# Task brief
Turn the items below into a two-column CSV with the headers "prompt" and "response", one row for each item, placing its text and its answer each in a single quoted field with line breaks turned into spaces. Start at the line containing "trace: ivy on wall" and continue through the last item.

# Dataset records
▬▬▬▬▬▬
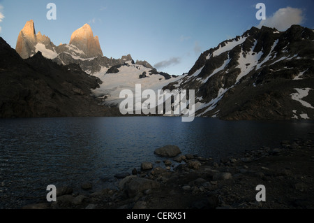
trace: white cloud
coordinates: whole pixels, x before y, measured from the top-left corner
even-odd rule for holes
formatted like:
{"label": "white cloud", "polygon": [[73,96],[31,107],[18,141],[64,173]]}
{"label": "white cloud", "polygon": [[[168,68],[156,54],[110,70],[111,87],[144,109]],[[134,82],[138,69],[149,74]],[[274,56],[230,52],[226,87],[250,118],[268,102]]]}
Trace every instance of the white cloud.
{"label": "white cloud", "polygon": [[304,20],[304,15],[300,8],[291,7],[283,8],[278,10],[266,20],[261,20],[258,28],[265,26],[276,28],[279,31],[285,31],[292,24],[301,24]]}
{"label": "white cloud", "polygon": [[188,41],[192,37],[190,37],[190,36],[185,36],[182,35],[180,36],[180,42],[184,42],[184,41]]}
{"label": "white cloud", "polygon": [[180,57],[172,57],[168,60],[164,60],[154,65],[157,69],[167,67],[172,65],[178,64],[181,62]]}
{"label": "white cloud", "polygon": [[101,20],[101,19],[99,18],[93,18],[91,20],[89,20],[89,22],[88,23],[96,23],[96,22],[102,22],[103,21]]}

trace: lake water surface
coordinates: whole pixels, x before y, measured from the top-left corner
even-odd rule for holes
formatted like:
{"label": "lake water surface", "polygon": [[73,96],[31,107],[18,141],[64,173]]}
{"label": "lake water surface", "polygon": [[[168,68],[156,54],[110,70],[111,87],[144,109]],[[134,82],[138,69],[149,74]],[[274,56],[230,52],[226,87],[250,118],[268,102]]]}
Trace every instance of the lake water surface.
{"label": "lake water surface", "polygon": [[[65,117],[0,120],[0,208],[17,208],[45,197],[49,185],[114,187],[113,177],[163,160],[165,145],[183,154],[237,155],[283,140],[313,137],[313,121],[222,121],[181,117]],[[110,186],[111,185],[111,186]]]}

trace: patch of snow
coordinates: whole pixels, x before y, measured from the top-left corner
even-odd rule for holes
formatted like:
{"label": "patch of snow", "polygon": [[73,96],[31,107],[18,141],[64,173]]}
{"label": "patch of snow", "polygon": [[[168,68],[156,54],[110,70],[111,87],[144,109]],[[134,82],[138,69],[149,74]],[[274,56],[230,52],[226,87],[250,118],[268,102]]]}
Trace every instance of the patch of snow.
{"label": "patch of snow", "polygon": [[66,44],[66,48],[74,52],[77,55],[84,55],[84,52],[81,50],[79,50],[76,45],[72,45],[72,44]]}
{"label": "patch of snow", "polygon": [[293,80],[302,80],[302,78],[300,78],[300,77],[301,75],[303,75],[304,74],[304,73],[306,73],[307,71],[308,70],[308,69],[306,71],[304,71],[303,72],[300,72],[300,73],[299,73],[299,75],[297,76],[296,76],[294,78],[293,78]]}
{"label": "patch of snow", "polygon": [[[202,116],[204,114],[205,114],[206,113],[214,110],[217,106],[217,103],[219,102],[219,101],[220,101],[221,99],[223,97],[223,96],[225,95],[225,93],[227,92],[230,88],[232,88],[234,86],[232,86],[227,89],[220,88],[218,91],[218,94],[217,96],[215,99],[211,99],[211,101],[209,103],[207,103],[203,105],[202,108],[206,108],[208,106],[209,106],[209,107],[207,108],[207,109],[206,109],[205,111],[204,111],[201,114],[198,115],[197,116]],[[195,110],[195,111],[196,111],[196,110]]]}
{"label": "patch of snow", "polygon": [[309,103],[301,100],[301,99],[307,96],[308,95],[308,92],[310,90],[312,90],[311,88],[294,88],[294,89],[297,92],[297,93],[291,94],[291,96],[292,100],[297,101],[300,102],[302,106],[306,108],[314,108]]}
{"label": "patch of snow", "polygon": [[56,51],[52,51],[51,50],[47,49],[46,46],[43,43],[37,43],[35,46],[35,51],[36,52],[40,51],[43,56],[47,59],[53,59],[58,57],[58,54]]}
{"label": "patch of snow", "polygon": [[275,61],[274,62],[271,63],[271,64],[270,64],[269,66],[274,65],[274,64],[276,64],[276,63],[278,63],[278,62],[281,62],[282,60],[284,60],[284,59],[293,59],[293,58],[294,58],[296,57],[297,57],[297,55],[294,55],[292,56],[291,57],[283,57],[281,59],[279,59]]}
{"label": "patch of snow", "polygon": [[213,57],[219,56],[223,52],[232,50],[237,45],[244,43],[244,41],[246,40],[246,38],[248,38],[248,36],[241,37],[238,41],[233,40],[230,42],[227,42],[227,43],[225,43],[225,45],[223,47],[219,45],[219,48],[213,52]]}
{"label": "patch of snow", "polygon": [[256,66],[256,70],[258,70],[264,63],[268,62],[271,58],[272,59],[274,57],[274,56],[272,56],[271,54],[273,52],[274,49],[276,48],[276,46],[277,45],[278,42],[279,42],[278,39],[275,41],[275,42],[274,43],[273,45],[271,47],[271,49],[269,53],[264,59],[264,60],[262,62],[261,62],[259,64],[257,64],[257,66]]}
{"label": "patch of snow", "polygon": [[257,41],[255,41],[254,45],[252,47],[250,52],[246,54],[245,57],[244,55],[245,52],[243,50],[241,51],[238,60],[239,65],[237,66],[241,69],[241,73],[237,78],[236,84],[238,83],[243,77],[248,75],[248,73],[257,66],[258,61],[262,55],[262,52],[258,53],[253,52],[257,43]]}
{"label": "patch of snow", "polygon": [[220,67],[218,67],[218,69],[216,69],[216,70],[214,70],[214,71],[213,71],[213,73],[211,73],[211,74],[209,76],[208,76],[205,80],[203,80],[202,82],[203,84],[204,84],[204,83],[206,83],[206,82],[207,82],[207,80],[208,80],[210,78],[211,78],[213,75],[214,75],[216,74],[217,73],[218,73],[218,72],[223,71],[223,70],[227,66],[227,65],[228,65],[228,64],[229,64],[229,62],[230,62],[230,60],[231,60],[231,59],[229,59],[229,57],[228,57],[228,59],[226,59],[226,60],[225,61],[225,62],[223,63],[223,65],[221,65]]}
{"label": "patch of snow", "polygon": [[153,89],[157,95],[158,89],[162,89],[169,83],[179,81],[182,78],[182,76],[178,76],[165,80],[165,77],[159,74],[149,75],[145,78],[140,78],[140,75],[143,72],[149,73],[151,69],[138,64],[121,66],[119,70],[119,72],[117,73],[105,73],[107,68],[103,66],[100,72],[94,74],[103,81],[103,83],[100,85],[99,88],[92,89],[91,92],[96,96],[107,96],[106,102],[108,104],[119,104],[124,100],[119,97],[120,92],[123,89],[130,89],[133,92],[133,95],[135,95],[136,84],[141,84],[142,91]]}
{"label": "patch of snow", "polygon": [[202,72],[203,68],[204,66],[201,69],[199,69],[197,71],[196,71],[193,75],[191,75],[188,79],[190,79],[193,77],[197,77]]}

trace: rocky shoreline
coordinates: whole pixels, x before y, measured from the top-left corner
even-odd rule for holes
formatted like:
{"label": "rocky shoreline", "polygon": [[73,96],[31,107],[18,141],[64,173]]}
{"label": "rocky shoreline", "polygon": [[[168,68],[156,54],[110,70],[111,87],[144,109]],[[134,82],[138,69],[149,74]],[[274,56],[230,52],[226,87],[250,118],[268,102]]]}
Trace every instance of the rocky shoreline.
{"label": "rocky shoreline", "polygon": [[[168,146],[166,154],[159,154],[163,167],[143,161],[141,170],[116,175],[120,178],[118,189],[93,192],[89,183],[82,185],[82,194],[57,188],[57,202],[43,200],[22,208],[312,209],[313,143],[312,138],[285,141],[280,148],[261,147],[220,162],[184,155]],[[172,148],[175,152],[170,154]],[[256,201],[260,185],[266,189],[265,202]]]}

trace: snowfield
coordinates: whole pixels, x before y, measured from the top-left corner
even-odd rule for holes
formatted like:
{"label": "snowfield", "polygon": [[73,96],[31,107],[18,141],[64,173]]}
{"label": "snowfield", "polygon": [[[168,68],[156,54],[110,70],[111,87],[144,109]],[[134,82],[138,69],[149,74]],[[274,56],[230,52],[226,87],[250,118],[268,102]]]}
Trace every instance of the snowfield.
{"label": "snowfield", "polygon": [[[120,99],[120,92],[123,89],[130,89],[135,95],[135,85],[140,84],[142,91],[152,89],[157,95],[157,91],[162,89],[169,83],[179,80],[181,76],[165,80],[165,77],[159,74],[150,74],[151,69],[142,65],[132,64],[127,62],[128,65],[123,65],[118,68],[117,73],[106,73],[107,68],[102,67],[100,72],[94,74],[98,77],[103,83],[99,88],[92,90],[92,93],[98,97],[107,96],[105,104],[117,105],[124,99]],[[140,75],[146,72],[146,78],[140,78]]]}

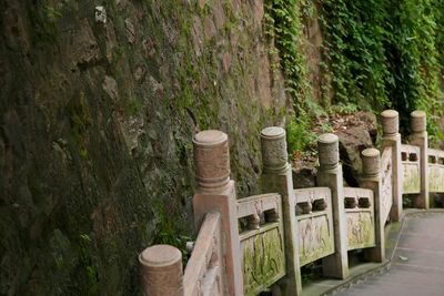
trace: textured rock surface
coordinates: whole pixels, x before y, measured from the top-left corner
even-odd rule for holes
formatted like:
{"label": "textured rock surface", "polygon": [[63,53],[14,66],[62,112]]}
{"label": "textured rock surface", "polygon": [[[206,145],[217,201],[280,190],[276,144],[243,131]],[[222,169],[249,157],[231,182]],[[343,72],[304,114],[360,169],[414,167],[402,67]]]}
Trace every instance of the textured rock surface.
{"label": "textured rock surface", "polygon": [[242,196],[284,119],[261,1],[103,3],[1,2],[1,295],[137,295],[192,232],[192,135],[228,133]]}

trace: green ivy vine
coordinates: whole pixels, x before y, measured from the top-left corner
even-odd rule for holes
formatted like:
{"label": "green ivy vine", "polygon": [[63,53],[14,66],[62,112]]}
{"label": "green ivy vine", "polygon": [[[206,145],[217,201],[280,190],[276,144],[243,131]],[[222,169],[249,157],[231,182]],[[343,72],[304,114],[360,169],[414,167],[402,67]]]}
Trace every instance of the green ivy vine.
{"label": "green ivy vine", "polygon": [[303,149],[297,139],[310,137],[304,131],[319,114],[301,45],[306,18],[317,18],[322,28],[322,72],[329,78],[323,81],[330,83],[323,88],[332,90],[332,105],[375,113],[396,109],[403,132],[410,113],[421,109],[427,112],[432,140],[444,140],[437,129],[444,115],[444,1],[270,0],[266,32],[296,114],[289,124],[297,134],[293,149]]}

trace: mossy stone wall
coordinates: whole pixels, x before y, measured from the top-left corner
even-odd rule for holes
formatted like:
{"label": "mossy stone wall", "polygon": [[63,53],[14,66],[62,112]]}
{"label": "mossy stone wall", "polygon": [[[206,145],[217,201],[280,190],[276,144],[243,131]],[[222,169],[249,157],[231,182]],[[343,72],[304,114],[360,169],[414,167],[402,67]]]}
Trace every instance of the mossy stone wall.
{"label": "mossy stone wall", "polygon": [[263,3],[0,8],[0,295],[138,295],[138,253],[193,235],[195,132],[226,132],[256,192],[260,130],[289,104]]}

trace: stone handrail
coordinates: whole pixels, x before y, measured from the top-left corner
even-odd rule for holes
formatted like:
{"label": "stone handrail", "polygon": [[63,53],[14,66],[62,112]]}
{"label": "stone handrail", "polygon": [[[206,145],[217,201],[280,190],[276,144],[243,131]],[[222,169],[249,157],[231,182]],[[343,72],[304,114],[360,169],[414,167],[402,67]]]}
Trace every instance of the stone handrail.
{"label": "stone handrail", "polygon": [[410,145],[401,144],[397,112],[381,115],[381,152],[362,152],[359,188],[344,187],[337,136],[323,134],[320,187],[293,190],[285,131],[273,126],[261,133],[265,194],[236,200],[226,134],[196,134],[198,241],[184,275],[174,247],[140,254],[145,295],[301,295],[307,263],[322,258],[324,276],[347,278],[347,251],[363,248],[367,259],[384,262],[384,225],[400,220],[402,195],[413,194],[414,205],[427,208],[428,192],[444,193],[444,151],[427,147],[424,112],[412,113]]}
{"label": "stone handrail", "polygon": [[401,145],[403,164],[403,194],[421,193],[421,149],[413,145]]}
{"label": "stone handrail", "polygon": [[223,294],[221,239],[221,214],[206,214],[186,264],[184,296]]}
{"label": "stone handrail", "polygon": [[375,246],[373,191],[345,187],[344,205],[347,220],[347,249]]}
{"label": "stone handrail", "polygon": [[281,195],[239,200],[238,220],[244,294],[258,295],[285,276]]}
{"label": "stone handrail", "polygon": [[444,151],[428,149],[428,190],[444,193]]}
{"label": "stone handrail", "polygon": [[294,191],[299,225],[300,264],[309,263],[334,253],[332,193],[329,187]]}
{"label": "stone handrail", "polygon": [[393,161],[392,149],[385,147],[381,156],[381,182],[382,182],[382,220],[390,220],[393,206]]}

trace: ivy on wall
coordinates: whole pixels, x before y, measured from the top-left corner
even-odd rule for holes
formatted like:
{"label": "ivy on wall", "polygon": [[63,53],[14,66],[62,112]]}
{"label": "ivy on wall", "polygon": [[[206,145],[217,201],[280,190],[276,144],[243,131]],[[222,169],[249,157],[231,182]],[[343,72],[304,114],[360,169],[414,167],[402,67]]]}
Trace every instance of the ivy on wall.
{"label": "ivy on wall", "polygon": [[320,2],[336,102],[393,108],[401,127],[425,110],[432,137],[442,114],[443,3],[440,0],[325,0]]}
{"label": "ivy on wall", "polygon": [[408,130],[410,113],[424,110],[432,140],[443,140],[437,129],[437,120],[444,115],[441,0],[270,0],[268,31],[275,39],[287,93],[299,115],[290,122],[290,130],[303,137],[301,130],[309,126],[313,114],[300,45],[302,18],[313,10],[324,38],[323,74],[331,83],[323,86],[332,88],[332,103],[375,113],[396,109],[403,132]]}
▬▬▬▬▬▬
# Response to this task
prompt,response
"trace: ivy on wall coordinates: whole pixels, x before y, measured from the top-left corner even-odd rule for holes formatted like: {""label"": ""ivy on wall"", ""polygon"": [[63,53],[14,66],[62,112]]} {""label"": ""ivy on wall"", ""polygon"": [[[206,145],[217,201],[280,190],[276,144],[243,131]],[[222,169],[249,157],[231,182]],[[343,72],[304,114],[360,169],[414,167],[402,67]]]} Trace every instance of the ivy on wall.","{""label"": ""ivy on wall"", ""polygon"": [[320,2],[336,102],[393,108],[401,127],[425,110],[432,137],[442,114],[443,3],[440,0],[325,0]]} {""label"": ""ivy on wall"", ""polygon"": [[408,130],[410,113],[424,110],[432,140],[443,140],[437,129],[437,120],[444,115],[441,0],[270,0],[268,31],[275,39],[287,93],[299,115],[290,122],[290,130],[303,137],[301,130],[309,126],[313,114],[300,45],[302,18],[313,10],[324,38],[323,74],[331,83],[323,86],[332,88],[332,103],[375,113],[396,109],[403,132]]}"